→ WHAT THE EXERCISE ASKS: Your task is to retype each line of the data below exactly.

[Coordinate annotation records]
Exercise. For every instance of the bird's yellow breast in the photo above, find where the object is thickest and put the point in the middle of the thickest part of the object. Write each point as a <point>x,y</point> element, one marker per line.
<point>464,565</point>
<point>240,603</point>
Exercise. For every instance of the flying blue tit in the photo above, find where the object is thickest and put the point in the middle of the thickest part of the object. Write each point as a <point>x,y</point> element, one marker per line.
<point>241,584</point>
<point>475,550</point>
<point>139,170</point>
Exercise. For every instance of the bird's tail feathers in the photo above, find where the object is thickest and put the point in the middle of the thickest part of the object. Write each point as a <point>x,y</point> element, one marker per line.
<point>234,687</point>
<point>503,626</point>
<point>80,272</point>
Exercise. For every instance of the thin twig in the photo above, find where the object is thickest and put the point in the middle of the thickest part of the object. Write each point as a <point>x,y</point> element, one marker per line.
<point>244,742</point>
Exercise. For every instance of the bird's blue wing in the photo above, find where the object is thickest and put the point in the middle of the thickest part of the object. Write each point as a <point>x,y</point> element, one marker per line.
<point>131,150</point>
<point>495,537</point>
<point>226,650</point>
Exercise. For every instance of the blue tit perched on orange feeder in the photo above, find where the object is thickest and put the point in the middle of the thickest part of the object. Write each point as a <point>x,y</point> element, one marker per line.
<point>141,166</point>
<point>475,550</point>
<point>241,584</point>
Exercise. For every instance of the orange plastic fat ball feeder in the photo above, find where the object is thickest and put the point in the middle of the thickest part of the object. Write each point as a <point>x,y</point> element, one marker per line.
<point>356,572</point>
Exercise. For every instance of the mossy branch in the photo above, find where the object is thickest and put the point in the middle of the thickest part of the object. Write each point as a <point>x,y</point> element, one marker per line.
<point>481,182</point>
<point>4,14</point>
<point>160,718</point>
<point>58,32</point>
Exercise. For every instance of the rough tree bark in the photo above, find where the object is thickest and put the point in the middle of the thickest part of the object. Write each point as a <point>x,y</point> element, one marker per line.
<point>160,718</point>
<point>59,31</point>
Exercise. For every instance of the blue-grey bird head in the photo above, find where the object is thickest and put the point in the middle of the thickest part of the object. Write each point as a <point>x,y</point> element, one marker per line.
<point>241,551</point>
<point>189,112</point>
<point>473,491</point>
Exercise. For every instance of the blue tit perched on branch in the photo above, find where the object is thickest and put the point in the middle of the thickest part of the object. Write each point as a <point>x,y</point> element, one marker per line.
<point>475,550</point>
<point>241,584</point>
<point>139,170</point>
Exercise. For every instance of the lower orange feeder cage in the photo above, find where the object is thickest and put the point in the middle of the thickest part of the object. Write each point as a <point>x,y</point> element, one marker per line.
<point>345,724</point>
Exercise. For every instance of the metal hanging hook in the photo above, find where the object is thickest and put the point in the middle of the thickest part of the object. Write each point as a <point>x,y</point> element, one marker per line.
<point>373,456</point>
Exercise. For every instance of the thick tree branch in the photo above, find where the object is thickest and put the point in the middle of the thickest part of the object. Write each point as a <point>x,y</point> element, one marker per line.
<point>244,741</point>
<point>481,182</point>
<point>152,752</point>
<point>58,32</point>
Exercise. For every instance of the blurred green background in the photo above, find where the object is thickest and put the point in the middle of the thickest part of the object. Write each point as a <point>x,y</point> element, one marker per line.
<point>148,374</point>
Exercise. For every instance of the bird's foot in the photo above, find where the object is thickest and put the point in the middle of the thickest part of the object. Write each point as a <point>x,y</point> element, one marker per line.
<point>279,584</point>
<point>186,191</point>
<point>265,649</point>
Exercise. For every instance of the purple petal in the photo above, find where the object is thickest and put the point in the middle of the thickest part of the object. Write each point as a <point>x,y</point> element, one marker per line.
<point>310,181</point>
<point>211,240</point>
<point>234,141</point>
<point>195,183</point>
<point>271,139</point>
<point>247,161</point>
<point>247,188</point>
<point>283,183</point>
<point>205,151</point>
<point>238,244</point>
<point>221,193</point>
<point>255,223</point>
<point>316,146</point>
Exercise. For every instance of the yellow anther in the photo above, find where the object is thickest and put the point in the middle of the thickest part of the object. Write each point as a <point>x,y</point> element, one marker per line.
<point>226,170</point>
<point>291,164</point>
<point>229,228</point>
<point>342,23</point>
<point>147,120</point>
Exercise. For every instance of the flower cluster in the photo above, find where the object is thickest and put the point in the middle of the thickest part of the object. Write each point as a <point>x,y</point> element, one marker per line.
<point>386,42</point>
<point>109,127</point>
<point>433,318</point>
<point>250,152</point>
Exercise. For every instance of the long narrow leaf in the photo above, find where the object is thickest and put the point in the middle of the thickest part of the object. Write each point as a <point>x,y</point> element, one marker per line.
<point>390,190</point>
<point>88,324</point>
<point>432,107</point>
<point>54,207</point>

→ EXERCISE SOLUTION:
Exercise. For every instance of the bird's yellow breast in the photo above, find where the object is thickest and put the point in the middle of the thickest part of the object. Write each point as a <point>x,y</point> element, one marker per line.
<point>464,565</point>
<point>240,603</point>
Exercise. For every instance of the flying blue tit in the photo above, find where the object is thickest and put the point in the middle of the thickest part of the object. Write each point as a <point>x,y</point> element, one marker per line.
<point>241,584</point>
<point>475,550</point>
<point>139,170</point>
Exercise. For every instance of the bird's tail feathers in the photo above, find where the object is thickest and put the point in the middle of the thickest part of the object. Write each point as a <point>x,y</point> element, one marker per line.
<point>234,687</point>
<point>503,626</point>
<point>80,272</point>
Exercise. For every instance of the thin twig in the photo above, find where the object is thickest and put the point in the middle of the thickest part of the object. Write each point as a <point>x,y</point> element, one marker per line.
<point>244,742</point>
Exercise. For every instance of the bird's blue wing in the photo above, find where the object is thickest and put the point in the middle of the thickest part of the object. Write each point as a <point>x,y</point> element, one marker per line.
<point>131,150</point>
<point>495,537</point>
<point>226,650</point>
Exercise. For every instance of the blue tit perched on orange feeder in the photo above, find where the object is thickest and put the point in the middle of the thickest part of the object. Write each point as a <point>x,y</point> element, one marker per line.
<point>141,166</point>
<point>475,550</point>
<point>241,584</point>
Exercise. For every instance of the orange plastic fat ball feeder in the photo above, find where the object is thickest and put the point in the middle of the thickest part of the object. Write each point as a <point>x,y</point> element, one marker per line.
<point>356,572</point>
Exercise. For every instance of the mossy branch in the photo above, find where the object is thickest and put the point in the middle of the thickest part of the object. Write each point as a <point>x,y</point> element, one marker per line.
<point>481,182</point>
<point>4,14</point>
<point>160,718</point>
<point>58,32</point>
Exercise. For every instance of the rough tree bark in the photo above, find where the object is thickest and put the point in the middle of the thickest part of the object. Write each point as a <point>x,y</point> element, one marker per line.
<point>160,718</point>
<point>59,31</point>
Exercise. For every instance of the blue-grey bird head in the photo above, find where the object is thickest and put the point in the middle of the thickest part of the object. Write each point as a <point>x,y</point> element, one marker per line.
<point>241,551</point>
<point>189,112</point>
<point>473,491</point>
Exercise. For every instance of the blue tit perched on branch in the photo above, find where the object is thickest and put the point in the middle of the thickest part of the object. Write each point as a <point>x,y</point> element, one marker per line.
<point>475,550</point>
<point>241,584</point>
<point>139,170</point>
Exercise. For every instance of the lower orange feeder cage in the photo above, find where the object is thickest and put the point in the middle of the thickest part of the object. Write each point as a <point>x,y</point> element, one marker per line.
<point>345,724</point>
Exercise. For every instance of the metal hanging hook in the photo above, find where the object is thickest and put the point in the middle of the thickest part of the object. Write each point as a <point>x,y</point> element, one marker per line.
<point>373,456</point>
Exercise. For every instance of the thick tree branch in the photo above, find where the object is thickest and put the point in the middle of the thickest part of the object. Write each point as a <point>x,y</point> element, one marker per line.
<point>244,741</point>
<point>481,182</point>
<point>152,752</point>
<point>58,32</point>
Exercise. For every instance of the blurred green background in the photo above, find where the object is thickest and put the point in the middle of the thickest part of the object. Write each point as a <point>x,y</point> element, one marker per line.
<point>148,374</point>
Exercise. For every instance of the bird's foot in the photo above, find where the object is thickest and put the point in the middle of the thickest part of the object. Write each point as a <point>x,y</point> element, one marker per line.
<point>279,584</point>
<point>186,191</point>
<point>265,649</point>
Exercise. For every instance of the purple petal in the photo above, find where the object is thickest and put the point in the middle of the thickest part of the object. Write each point as a <point>x,y</point> element, one marker per line.
<point>310,181</point>
<point>211,240</point>
<point>234,141</point>
<point>195,183</point>
<point>271,139</point>
<point>247,161</point>
<point>247,188</point>
<point>283,183</point>
<point>205,151</point>
<point>238,244</point>
<point>221,193</point>
<point>255,223</point>
<point>316,146</point>
Exercise. For every instance of the yellow anther in the photo above, find where the object is thickest and put the point in the middle of the thickest part of the object. Write each point as a <point>x,y</point> element, one marker per line.
<point>226,170</point>
<point>291,164</point>
<point>229,228</point>
<point>342,23</point>
<point>147,120</point>
Exercise. For every instance of the flower cluster in the photo above, find where the object is thickest and put the point in the middle of the thickest part of the object. Write each point as a <point>x,y</point> element, one marker per line.
<point>386,42</point>
<point>109,127</point>
<point>433,318</point>
<point>250,152</point>
Exercise. For every instance of the long narrow leaf in the photo above, find where the object is thickest and put the point in the middle of the thickest part of the object. Write each point as a <point>x,y</point> element, one marker per line.
<point>390,190</point>
<point>88,324</point>
<point>432,107</point>
<point>54,207</point>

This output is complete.